* _Problem statement_:
From the DNA dataset documentation below, write out word for word the passage that begins with the words containing "The nucleotides A,C,G,T" and ends with "to A120 only.".

* _Provided text_:
****
It consists of 3,186 data points (splice junctions). The
data points are described by 180 indicator binary
variables and the problem is to recognize the 3 classes (ei, ie,
neither), i.e., the boundaries between exons (the parts of the DNA
sequence retained after splicing) and introns (the parts of the DNA
sequence that are spliced out).
The StaLog dna dataset is a processed version of the Irvine
database described below. The main difference is that the
symbolic variables representing the nucleotides (only A,G,T,C)
were replaced by 3 binary indicator variables. Thus the original
60 symbolic attributes were changed into 180 binary attributes.
The names of the examples were removed. The examples with
ambiguities were removed (there was very few of them, 4).
The StatLog version of this dataset was produced by Ross King
at Strathclyde University. For original details see the Irvine
database documentation.
The nucleotides A,C,G,T were given indicator values as follows:
A -> 1 0 0
C -> 0 1 0
G -> 0 0 1
T -> 0 0 0
Hint. Much better performance is generally observed if attributes
closest to the junction are used. In the StatLog version, this
means using attributes A61 to A120 only.
Usage
data(DNA)
Format
A data frame with 3,186 observations on 180 variables, all
nominal and a target class.
Source
Source:
- all examples taken from Genbank 64.1 (ftp site:
genbank.bio.net)
- categories "ei" and "ie" include every "split-gene"
for primates in Genbank 64.1
- non-splice examples taken from sequences known not to include
a splicing site
Donor: G. Towell, M. Noordewier, and J. Shavlik,
towell,shavlik@cs.wisc.edu, noordewi@cs.rutgers.edu
These data have been taken from:
ftp.stams.strath.ac.uk/pub/Statlog
and were converted to R format by Evgenia Dimitriadou.
References
machine learning:
– M. O. Noordewier and G. G. Towell and J. W. Shavlik, 1991;
"Training Knowledge-Based Neural Networks to Recognize Genes in
DNA Sequences". Advances in Neural Information Processing Systems,
volume 3, Morgan Kaufmann.
– G. G. Towell and J. W. Shavlik and M. W. Craven, 1991;
"Constructive Induction in Knowledge-Based Neural Networks",
In Proceedings of the Eighth International Machine Learning
Workshop, Morgan Kaufmann.
– G. G. Towell, 1991;
"Symbolic Knowledge and Neural Networks: Insertion, Refinement, and
Extraction", PhD Thesis, University of Wisconsin - Madison.
– G. G. Towell and J. W. Shavlik, 1992;
"Interpretation of Artificial Neural Networks: Mapping
Knowledge-based Neural Networks into Rules", In Advances in Neural
Information Processing Systems, volume 4, Morgan Kaufmann.
****
* _Records_:
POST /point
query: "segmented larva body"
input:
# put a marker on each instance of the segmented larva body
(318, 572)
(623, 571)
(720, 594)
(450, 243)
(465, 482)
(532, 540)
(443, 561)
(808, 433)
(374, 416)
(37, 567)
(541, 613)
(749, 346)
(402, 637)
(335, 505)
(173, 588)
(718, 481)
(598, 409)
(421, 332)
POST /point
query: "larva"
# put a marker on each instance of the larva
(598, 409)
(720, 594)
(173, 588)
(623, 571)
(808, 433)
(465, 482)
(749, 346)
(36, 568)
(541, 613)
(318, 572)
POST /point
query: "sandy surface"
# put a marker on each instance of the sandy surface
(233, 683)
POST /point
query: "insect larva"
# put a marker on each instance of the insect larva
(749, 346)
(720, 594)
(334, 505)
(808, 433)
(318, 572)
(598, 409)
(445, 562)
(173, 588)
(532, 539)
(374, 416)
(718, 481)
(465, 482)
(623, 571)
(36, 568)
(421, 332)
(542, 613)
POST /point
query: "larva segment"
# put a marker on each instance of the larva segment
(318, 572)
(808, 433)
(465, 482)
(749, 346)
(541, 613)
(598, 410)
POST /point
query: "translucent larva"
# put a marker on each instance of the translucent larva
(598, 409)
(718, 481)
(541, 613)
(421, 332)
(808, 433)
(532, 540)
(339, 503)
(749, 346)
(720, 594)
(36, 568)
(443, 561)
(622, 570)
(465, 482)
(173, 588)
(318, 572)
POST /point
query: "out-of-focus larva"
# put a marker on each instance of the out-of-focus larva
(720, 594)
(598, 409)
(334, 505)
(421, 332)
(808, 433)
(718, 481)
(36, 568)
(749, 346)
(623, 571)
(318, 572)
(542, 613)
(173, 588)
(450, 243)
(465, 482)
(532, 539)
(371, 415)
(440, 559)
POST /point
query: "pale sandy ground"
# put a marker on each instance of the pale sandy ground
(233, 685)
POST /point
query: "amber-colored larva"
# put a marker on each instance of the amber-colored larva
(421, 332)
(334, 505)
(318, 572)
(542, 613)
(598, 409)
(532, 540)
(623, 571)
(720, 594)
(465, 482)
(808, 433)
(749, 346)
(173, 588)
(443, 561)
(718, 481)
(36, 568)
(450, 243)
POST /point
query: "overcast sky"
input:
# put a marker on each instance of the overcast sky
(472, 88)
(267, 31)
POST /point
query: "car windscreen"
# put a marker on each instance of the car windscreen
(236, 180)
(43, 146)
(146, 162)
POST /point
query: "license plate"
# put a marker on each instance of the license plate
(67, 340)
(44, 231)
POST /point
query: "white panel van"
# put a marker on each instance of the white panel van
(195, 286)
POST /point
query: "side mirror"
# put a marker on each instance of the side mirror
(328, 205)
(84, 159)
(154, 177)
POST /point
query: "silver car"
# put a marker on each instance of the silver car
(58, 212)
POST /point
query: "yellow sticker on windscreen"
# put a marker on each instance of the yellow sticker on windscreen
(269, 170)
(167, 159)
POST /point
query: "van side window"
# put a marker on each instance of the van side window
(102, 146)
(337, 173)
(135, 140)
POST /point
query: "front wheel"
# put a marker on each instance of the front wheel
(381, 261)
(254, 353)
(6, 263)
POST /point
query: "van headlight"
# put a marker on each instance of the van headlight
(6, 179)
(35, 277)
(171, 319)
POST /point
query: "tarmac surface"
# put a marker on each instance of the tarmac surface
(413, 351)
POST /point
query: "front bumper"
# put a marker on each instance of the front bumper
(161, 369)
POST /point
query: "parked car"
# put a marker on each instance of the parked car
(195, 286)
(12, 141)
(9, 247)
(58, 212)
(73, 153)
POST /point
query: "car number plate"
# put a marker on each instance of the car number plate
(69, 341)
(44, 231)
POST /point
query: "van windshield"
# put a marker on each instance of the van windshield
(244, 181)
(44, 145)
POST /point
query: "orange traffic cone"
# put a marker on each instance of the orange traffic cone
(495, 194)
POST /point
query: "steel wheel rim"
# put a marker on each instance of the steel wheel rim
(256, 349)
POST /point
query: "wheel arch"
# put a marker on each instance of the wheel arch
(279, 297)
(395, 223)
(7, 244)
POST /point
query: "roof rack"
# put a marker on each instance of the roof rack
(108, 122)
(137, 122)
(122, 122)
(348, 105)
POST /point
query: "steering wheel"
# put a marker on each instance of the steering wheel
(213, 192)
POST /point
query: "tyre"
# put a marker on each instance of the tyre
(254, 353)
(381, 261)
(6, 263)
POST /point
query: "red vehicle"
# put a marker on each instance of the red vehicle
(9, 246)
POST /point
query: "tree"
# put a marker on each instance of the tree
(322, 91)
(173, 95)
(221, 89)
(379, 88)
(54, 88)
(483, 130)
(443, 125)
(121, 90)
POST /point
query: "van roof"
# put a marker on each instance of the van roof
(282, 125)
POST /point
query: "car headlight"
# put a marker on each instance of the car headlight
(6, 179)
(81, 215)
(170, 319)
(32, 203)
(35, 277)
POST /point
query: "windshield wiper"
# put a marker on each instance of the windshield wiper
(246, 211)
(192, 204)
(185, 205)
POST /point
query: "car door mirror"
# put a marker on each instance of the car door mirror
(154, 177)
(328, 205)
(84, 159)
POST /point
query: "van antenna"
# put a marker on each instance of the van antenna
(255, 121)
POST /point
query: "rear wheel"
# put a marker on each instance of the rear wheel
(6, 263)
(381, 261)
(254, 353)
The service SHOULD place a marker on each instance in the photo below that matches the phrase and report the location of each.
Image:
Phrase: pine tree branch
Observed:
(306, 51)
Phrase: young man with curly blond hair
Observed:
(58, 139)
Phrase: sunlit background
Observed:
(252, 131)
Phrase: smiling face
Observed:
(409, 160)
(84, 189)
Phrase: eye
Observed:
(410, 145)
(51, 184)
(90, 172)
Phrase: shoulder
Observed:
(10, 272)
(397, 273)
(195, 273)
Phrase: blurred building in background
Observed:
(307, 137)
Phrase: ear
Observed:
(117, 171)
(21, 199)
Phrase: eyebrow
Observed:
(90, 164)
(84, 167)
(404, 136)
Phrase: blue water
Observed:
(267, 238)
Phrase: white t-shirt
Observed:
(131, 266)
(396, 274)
****
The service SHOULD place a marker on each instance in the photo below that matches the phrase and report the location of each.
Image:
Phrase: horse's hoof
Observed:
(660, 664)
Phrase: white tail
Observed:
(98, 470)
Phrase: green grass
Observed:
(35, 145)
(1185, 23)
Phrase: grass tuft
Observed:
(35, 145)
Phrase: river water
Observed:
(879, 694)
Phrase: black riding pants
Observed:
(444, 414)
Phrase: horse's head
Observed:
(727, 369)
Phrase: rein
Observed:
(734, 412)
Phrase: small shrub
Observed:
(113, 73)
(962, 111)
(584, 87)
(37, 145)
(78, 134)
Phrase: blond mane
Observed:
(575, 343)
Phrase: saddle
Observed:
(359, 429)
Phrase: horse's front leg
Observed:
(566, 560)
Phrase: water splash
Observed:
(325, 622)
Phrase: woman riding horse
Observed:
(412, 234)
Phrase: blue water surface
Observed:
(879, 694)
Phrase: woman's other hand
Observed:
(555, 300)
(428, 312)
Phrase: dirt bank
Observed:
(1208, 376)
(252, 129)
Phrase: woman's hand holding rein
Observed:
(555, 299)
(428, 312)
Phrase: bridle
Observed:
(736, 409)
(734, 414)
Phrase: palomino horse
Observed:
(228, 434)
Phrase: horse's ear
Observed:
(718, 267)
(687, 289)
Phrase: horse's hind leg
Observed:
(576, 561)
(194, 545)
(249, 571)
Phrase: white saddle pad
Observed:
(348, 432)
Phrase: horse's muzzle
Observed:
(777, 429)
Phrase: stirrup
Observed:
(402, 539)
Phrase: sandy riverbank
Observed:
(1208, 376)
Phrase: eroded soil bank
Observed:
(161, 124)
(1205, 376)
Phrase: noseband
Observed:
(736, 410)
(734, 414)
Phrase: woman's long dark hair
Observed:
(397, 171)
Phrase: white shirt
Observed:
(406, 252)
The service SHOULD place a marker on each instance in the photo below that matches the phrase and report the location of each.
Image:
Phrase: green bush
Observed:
****
* _Exercise output_:
The nucleotides A,C,G,T were given indicator values as follows:
A -> 1 0 0
C -> 0 1 0
G -> 0 0 1
T -> 0 0 0
Hint. Much better performance is generally observed if attributes
closest to the junction are used. In the StatLog version, this
means using attributes A61 to A120 only.